Reproduce the following data verbatim, line for line, omitting the pictures.

▶ Listed records
_ _ _ _ _ _ _

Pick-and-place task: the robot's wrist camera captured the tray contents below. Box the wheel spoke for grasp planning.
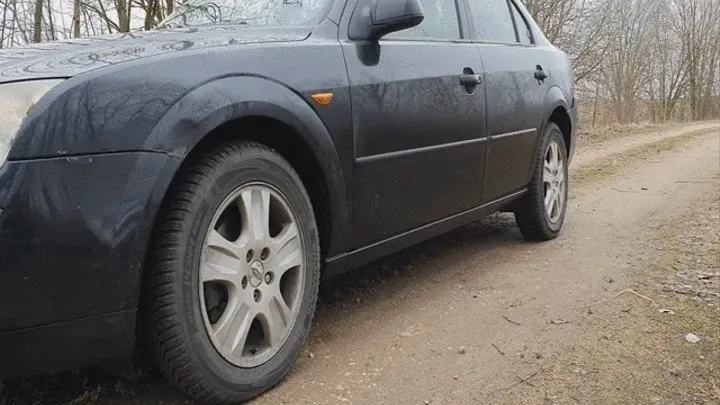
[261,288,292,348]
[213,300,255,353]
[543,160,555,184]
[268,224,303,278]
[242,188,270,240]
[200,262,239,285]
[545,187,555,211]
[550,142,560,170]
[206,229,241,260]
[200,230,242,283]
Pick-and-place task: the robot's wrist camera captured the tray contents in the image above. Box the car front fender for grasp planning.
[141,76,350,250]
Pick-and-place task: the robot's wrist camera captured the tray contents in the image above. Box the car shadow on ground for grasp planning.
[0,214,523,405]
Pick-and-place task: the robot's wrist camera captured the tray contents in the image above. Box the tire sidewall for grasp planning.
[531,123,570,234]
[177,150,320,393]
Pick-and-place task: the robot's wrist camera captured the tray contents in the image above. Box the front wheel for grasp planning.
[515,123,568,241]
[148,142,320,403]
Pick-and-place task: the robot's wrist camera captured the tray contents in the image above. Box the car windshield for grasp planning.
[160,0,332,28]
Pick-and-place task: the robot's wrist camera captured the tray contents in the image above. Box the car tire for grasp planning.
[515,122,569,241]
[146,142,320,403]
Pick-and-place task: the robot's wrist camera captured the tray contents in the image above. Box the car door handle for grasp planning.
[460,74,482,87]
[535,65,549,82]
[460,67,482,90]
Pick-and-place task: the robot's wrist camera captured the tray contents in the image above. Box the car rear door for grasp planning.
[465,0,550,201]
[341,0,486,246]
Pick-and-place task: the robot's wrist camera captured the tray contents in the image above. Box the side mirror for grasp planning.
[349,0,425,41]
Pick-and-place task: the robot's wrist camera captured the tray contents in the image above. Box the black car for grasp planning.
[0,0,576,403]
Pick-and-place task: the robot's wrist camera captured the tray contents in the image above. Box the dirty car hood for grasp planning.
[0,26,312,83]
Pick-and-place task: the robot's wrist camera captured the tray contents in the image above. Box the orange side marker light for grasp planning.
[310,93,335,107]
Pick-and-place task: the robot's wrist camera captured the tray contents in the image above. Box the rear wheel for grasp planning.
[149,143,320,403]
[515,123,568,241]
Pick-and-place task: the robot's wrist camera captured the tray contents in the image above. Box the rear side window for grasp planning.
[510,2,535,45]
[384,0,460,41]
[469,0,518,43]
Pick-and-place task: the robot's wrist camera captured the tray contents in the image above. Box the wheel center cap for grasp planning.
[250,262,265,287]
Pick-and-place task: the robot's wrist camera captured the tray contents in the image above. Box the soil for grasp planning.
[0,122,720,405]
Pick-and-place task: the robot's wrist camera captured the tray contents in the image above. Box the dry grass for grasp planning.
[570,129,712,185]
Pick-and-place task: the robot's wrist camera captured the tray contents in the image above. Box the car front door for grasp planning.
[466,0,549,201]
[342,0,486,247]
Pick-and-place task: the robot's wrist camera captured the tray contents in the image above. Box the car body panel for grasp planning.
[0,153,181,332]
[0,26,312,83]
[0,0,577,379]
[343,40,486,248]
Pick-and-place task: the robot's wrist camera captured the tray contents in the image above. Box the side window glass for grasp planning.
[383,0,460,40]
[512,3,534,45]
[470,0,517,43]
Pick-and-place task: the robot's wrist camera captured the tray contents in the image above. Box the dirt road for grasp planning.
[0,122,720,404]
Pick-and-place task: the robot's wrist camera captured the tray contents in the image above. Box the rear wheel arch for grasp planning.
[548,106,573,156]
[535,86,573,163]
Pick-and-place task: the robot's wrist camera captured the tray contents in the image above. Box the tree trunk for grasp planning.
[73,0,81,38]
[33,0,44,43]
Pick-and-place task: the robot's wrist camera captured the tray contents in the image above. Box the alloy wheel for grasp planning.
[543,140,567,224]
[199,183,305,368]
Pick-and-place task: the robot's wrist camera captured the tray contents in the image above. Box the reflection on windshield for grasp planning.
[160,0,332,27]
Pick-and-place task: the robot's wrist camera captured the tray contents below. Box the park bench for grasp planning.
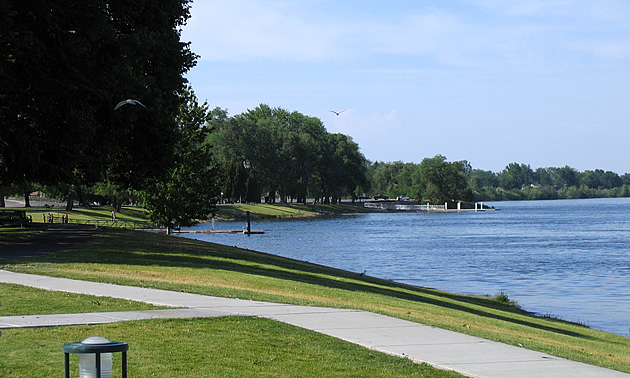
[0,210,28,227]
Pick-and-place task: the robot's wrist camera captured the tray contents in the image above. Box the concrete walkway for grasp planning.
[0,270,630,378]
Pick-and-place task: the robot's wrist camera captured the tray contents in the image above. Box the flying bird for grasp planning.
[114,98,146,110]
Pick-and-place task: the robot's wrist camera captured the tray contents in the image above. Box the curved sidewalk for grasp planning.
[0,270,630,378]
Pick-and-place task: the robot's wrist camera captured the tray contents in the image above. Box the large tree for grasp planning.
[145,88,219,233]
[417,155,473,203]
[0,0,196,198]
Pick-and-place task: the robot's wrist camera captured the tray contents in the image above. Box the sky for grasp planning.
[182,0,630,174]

_ _ _ _ _ _ _

▶ Final result
Pick-and-place task: the robot's wrist camera captured the tray contents below. Box the wheel spoke for grasp planning.
[261,288,292,348]
[213,300,255,353]
[543,160,555,184]
[268,224,303,278]
[242,188,270,240]
[200,262,239,285]
[545,187,555,211]
[550,142,560,170]
[206,229,241,260]
[200,230,242,283]
Pick-and-place task: the robot's wrist camera captured the tray contents in the image above. Box the car front fender for grasp planning.
[141,76,350,250]
Pick-and-place task: the robot's wrist camera captured the tray contents in the image above. Box the car shadow on ground for grasp planning.
[0,214,523,405]
Pick-and-place task: the robot's wrist camera captured the tray contents in the image above. Box the tire sidewall for grasp planning.
[531,123,570,234]
[177,150,320,393]
Pick-and-place task: the robot's wrist camera captured the tray contents in the image above. Box the front wheel for grasp planning.
[515,123,568,241]
[148,142,320,403]
Pick-and-place task: the robot's wrist camera captured the tray contents in the image above. Box the car windshield for grasp planning.
[160,0,332,28]
Pick-and-place task: the robot's wrist camera captured the tray contents in the image above. Box the car tire for grasp planning.
[515,122,569,241]
[146,142,320,403]
Pick-and-place task: the robot's wrist camera captured the tray contents in the image above. Box the car door handle for grasp planning.
[460,74,482,87]
[535,65,549,82]
[460,67,482,90]
Pick-and-place task: the robot's wrist camera captured the tray contents in the image above. Box the car rear door for grasp planning.
[465,0,550,201]
[341,0,486,246]
Pick-and-place task: the robot's wrist camera captured the tray contents in the image above. Box the side mirror for grasp planning.
[349,0,425,41]
Pick-and-place task: the robot's wrist camera captured the tray contents in the image above. Box the black car for grasp planning.
[0,0,576,403]
Pick-and-place task: the robot's wrist camera captured the tray contents in the image above. Box the dirty car hood for grasp planning.
[0,26,312,83]
Pick-and-place task: the robot's wrist camera captured the tray contents in the image above. Box the orange side marker light for grasp planning.
[310,93,335,107]
Pick-and-place task: the robot's wrist camera captured the tray contents in the image above. Box the rear wheel for grasp planning.
[149,143,320,403]
[515,123,568,241]
Pick-and-place task: the robot's wrist camera captured the tray contents in the image above. Box the rear side window for grasp planning.
[510,2,535,45]
[384,0,460,41]
[469,0,518,43]
Pick-and-place task: the robot's wrist camera captured the tray contents in the image above. Box the wheel center cap for grasp planning.
[250,262,265,287]
Pick-and-place task: the robot's wrist camera captured the tray contents in the image above. Box the soil for grasp planning.
[0,122,720,405]
Pick-and-place task: the robot's wrist camera captured the tray contents in the image above. Box the dry grass for grasp planning.
[570,129,712,185]
Pick-and-place task: the robot's wrist camera captured the tray contents in the image above. Box the car front door for grasp planning.
[466,0,549,201]
[342,0,486,247]
Pick-and-place task: the robot's wrist camera captured the tray contents in the image above. Box the car body panel for grasp planning.
[0,153,181,332]
[0,26,312,83]
[0,0,577,379]
[343,40,486,248]
Pick-and-place task: the robot's wrist camera captured the tray contents in the image above. Box the side window glass for grasp planning.
[383,0,460,40]
[512,3,534,45]
[470,0,517,43]
Pick-and-place task: the robot's wrist camera captured the tray contents in the image above. Box the dirt road for grasp planning.
[0,122,720,404]
Pick-and-place task: the robot's wrist camera captured the tray contents in the image above. Box the rear wheel arch for grasp planning.
[548,106,573,156]
[535,86,573,163]
Pick-and-place task: the robot's wrist camera captured the tray contents in the image above. Box the tree trunk for grasp planning.
[73,0,81,38]
[33,0,44,43]
Pick-and-place task: the robot's wrist camera captured the tray contents in the image above. Box the alloy wheel for grasp planning.
[543,140,567,224]
[199,183,305,368]
Pick-and-place task: the robot's wrist camera captured the tray contents in the image above. Box the reflection on windshield for grasp planning.
[160,0,332,27]
Pick-and-place task: the robot's wrist camera captured the tray contents below. Box the park bench for grasp planning.
[0,210,28,227]
Pick-and-place task: the robot's wrist camera captured the tray contents in the image above. Box the concrete walkway for grasp planning.
[0,270,630,378]
Pick-and-place task: the robot's wrist camera captured the tray contents in the image above. Box the flying bird for grasp planning.
[114,98,146,110]
Pick-and-place task: the robot's wrist camera captured the tray contents in the image above. Box the curved sidewalk for grasp planning.
[0,270,630,378]
Pick-and-place task: the robot's wrist camera captured the tray contents in the image above. Box the large tree for grasp planning.
[145,88,219,233]
[417,155,473,203]
[0,0,196,198]
Pick-and-place task: the robot's wrist camera captured the tray contents in the image above. Box the sky for grasp planning.
[182,0,630,174]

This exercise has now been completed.